[start]

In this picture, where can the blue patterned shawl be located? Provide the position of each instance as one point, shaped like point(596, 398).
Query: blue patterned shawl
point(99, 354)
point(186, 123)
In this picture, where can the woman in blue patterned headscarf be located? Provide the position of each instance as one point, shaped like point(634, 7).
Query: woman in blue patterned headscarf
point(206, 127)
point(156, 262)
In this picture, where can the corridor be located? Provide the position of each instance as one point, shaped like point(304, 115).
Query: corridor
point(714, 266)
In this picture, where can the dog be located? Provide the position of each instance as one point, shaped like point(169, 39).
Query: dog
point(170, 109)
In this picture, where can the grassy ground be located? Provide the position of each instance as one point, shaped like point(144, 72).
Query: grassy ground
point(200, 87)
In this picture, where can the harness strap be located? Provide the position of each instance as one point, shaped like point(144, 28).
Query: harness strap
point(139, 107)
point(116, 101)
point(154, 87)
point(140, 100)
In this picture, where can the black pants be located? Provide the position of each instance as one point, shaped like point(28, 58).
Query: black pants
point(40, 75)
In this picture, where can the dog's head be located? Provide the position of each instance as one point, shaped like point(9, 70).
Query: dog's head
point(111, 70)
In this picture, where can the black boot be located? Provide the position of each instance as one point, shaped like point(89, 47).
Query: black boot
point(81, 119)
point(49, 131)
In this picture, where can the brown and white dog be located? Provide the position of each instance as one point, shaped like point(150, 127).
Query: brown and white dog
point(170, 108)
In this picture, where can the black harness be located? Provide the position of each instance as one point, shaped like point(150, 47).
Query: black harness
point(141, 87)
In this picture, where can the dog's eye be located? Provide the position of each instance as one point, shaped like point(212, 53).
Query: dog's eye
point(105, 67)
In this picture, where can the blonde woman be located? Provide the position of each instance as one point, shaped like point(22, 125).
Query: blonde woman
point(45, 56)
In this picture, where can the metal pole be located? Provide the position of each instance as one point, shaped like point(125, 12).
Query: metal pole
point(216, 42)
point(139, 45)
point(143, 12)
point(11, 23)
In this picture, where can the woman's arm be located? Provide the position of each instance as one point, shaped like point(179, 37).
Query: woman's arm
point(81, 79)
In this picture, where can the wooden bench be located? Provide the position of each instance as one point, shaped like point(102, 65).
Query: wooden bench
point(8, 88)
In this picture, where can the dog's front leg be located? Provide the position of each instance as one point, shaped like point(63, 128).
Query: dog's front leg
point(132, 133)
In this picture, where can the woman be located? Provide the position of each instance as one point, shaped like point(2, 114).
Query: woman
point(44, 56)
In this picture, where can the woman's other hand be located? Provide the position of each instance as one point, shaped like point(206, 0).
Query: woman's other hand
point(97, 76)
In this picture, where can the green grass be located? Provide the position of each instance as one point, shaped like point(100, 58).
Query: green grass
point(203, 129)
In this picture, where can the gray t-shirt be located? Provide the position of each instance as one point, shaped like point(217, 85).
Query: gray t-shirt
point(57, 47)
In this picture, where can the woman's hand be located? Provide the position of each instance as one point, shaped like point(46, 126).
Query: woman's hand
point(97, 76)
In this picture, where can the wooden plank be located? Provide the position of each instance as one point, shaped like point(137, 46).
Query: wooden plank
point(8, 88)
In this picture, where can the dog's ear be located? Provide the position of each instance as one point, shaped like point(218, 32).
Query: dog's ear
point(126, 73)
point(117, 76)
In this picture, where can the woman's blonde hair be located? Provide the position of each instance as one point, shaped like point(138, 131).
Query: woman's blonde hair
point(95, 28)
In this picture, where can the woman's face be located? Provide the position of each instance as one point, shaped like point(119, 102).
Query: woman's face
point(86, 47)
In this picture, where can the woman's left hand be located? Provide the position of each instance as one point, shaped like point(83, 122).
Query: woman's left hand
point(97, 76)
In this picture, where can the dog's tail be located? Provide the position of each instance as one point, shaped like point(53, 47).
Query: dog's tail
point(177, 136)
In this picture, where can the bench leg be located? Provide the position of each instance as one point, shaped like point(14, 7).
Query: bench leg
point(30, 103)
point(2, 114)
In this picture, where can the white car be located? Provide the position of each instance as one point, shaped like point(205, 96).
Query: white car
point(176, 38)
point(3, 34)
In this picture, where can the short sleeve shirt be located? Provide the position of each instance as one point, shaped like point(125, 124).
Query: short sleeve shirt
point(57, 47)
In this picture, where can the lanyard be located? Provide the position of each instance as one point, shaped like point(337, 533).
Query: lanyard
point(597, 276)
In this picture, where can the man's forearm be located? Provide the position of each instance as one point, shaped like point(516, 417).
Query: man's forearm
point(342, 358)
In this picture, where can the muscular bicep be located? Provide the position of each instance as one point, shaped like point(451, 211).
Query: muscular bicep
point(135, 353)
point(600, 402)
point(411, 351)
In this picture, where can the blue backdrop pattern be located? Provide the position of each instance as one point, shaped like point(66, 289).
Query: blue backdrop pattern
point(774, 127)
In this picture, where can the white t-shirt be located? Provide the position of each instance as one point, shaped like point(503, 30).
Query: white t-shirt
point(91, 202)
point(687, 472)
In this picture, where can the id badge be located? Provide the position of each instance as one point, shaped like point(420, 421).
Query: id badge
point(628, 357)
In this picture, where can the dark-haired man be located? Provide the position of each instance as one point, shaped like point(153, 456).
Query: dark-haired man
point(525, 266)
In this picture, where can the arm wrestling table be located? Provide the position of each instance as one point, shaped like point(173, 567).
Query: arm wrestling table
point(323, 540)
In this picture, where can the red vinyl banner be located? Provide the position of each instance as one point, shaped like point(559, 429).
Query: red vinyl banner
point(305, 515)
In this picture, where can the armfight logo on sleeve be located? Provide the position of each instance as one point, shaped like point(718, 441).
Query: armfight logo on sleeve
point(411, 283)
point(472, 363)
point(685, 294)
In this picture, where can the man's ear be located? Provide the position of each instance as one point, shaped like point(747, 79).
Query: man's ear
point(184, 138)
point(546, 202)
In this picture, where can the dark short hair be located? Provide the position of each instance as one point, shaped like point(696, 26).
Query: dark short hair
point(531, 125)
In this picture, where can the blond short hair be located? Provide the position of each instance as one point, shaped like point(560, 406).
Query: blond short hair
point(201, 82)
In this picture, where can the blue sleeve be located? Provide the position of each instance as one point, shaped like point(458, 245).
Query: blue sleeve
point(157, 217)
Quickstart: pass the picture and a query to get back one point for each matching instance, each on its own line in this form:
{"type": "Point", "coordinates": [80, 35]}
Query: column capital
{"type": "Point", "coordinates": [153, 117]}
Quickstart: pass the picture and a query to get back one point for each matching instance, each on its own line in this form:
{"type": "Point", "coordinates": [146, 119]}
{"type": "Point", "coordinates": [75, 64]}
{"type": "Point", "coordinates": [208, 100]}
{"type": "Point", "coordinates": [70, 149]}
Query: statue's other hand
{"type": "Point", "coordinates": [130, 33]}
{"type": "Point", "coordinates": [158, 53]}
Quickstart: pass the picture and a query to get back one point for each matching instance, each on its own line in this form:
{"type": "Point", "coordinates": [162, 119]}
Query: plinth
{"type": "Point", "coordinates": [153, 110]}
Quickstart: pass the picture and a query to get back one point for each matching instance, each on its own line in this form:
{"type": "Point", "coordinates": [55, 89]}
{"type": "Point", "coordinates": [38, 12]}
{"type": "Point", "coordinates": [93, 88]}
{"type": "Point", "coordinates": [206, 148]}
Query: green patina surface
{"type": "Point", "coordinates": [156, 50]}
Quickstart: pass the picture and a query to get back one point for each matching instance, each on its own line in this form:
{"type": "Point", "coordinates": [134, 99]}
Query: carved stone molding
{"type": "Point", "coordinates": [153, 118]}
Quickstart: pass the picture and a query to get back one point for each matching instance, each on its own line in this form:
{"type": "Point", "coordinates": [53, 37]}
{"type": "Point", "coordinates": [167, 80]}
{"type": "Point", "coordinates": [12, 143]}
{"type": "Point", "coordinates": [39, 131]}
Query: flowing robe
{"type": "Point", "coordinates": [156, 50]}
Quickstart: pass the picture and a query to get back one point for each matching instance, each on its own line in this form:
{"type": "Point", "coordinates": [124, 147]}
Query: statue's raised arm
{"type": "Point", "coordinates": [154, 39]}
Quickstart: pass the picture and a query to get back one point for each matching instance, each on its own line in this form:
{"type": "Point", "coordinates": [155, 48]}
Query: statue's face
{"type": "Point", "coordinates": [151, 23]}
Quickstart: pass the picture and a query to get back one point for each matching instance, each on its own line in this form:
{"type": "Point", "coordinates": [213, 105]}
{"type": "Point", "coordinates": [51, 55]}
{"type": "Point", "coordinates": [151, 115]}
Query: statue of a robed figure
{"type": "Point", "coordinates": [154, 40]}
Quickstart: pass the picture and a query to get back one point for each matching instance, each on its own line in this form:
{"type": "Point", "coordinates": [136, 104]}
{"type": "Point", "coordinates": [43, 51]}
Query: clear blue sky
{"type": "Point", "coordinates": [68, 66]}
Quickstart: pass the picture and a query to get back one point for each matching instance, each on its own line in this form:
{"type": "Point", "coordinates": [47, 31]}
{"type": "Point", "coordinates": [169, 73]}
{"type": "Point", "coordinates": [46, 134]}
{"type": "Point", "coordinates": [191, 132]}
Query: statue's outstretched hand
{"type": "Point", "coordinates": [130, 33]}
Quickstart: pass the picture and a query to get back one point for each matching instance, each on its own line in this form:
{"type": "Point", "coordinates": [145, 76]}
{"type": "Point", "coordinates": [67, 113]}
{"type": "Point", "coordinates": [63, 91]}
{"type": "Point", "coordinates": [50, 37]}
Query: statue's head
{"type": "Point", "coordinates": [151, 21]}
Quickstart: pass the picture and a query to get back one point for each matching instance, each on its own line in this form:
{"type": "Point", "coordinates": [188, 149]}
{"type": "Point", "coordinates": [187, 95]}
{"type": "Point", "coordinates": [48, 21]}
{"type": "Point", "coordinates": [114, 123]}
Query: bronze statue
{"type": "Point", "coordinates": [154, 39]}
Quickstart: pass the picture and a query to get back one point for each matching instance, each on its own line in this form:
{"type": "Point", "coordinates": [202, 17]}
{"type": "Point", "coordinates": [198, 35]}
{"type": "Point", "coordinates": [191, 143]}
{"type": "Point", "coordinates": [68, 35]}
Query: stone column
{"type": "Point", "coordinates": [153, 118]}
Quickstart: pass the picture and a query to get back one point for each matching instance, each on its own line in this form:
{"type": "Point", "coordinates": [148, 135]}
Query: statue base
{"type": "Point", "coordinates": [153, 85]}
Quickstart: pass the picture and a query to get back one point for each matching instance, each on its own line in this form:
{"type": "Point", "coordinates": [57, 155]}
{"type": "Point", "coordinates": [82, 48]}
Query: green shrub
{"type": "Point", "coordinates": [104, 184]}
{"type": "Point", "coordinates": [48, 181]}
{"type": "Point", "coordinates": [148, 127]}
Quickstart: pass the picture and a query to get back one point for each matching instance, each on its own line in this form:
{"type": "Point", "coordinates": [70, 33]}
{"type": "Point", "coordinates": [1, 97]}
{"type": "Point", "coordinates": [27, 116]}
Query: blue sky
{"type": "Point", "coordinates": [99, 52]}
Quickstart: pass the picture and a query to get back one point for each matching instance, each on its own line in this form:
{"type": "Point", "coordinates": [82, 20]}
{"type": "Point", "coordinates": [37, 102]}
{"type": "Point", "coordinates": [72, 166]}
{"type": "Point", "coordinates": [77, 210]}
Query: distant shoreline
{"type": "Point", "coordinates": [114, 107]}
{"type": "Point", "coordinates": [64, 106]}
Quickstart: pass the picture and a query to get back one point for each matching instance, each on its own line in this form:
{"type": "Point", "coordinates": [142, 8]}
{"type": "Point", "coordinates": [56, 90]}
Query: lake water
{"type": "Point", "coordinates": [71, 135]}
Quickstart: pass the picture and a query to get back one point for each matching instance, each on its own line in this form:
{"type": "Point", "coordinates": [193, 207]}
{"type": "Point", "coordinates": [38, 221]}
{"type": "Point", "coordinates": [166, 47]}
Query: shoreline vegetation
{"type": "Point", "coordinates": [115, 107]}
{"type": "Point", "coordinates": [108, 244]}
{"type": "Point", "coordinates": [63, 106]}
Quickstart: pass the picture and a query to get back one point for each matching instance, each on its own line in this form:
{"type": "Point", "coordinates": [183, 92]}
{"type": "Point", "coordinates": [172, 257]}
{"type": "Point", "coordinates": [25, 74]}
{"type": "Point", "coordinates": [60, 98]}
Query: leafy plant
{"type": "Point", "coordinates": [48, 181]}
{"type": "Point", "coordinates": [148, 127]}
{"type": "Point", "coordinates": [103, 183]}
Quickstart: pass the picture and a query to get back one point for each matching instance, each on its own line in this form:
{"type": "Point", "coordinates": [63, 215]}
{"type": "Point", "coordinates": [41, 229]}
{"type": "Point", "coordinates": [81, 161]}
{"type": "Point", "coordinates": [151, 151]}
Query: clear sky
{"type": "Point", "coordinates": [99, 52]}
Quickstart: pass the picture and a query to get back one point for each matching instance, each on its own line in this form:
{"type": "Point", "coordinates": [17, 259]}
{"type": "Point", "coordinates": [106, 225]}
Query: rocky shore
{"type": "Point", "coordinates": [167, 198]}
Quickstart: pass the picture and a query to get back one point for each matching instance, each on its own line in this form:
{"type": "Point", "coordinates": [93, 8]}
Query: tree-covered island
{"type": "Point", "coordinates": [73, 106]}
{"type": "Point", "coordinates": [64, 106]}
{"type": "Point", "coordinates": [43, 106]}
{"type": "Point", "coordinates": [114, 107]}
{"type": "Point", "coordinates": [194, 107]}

[end]

#### INSTRUCTIONS FOR THE TASK:
Rewrite everything from the first line down through the line with "point(186, 123)", putting "scarf" wherever "shawl" appears and leaving the rest unchanged.

#### RESULT:
In this picture, where can the blue patterned scarf be located? Provide the position of each instance as one point, shaped like point(596, 398).
Query: blue patterned scarf
point(99, 354)
point(186, 123)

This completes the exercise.